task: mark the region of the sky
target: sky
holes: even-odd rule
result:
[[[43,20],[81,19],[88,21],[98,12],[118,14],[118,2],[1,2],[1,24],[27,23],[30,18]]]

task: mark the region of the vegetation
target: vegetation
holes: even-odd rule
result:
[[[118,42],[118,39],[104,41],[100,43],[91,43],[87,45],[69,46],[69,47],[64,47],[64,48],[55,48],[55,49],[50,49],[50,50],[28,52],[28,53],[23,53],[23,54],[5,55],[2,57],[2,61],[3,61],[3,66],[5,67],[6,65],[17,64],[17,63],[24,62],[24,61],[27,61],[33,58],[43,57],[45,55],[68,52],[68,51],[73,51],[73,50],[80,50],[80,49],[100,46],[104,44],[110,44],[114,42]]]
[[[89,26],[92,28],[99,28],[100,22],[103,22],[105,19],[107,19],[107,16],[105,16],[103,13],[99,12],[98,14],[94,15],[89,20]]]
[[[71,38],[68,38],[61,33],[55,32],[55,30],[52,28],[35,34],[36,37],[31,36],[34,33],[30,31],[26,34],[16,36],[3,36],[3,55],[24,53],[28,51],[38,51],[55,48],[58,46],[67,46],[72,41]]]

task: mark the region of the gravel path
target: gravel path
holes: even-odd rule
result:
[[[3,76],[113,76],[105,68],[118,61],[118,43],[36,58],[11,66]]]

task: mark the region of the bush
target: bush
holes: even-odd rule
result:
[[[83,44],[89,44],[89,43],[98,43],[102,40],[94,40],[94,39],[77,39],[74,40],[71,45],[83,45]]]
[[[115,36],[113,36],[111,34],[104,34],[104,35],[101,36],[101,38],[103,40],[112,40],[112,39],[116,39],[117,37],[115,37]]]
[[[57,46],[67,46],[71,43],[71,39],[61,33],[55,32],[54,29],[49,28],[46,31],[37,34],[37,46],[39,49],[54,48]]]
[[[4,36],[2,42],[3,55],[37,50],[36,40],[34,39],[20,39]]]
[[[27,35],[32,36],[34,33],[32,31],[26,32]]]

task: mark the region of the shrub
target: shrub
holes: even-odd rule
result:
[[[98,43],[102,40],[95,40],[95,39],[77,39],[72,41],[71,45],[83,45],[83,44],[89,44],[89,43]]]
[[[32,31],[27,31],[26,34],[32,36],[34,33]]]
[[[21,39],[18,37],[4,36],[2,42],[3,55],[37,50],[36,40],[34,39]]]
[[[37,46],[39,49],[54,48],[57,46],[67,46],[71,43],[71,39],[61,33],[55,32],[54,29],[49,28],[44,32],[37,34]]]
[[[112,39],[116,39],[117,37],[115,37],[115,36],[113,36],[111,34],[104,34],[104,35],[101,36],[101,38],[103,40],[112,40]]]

* Goal
Reproduce the entire listing above, changing every occurrence of "even-odd rule" to "nonzero rule" and leaving everything else unaltered.

* The reply
task: mark the region of the sky
target: sky
holes: nonzero rule
result:
[[[43,20],[81,19],[88,21],[98,12],[118,14],[118,2],[1,2],[1,24],[27,23],[30,18]]]

task: mark the region of the vegetation
target: vegetation
holes: nonzero rule
result:
[[[118,42],[118,39],[104,41],[100,43],[91,43],[87,45],[69,46],[69,47],[64,47],[64,48],[55,48],[55,49],[50,49],[50,50],[28,52],[28,53],[23,53],[23,54],[5,55],[2,57],[2,61],[3,61],[3,66],[5,67],[6,65],[17,64],[17,63],[24,62],[24,61],[27,61],[33,58],[43,57],[45,55],[68,52],[68,51],[73,51],[73,50],[80,50],[80,49],[100,46],[104,44],[110,44],[114,42]]]
[[[89,26],[92,28],[99,28],[100,22],[103,22],[105,19],[107,19],[107,16],[105,16],[103,13],[99,12],[98,14],[94,15],[89,20]]]
[[[71,38],[68,38],[61,33],[55,32],[55,30],[52,28],[35,34],[36,37],[31,36],[34,33],[30,31],[26,34],[16,36],[3,36],[3,55],[24,53],[28,51],[38,51],[55,48],[58,46],[67,46],[72,41]]]

task: mark the region of the gravel path
target: gravel path
holes: nonzero rule
result:
[[[3,76],[113,76],[105,68],[118,61],[118,43],[36,58],[11,66]]]

task: mark the region of the bush
target: bush
holes: nonzero rule
result:
[[[83,44],[89,44],[89,43],[98,43],[102,40],[94,40],[94,39],[77,39],[74,40],[71,45],[83,45]]]
[[[115,36],[113,36],[111,34],[104,34],[104,35],[101,36],[101,38],[103,40],[112,40],[112,39],[116,39],[117,37],[115,37]]]
[[[57,46],[67,46],[71,43],[71,39],[61,33],[55,32],[54,29],[49,28],[46,31],[37,34],[37,46],[39,49],[54,48]]]
[[[4,36],[2,42],[3,55],[37,50],[36,40],[34,39],[20,39]]]
[[[27,35],[32,36],[34,33],[32,31],[26,32]]]

task: mark the region of the shrub
target: shrub
holes: nonzero rule
result:
[[[98,43],[102,40],[95,40],[95,39],[77,39],[72,41],[71,45],[83,45],[83,44],[89,44],[89,43]]]
[[[32,31],[27,31],[26,34],[32,36],[34,33]]]
[[[21,39],[18,37],[4,36],[2,42],[3,55],[37,50],[36,40],[34,39]]]
[[[37,46],[39,49],[54,48],[57,46],[67,46],[71,43],[71,39],[61,33],[55,32],[54,29],[49,28],[44,32],[37,34]]]
[[[112,39],[116,39],[117,37],[115,37],[115,36],[113,36],[111,34],[104,34],[104,35],[101,36],[101,38],[103,40],[112,40]]]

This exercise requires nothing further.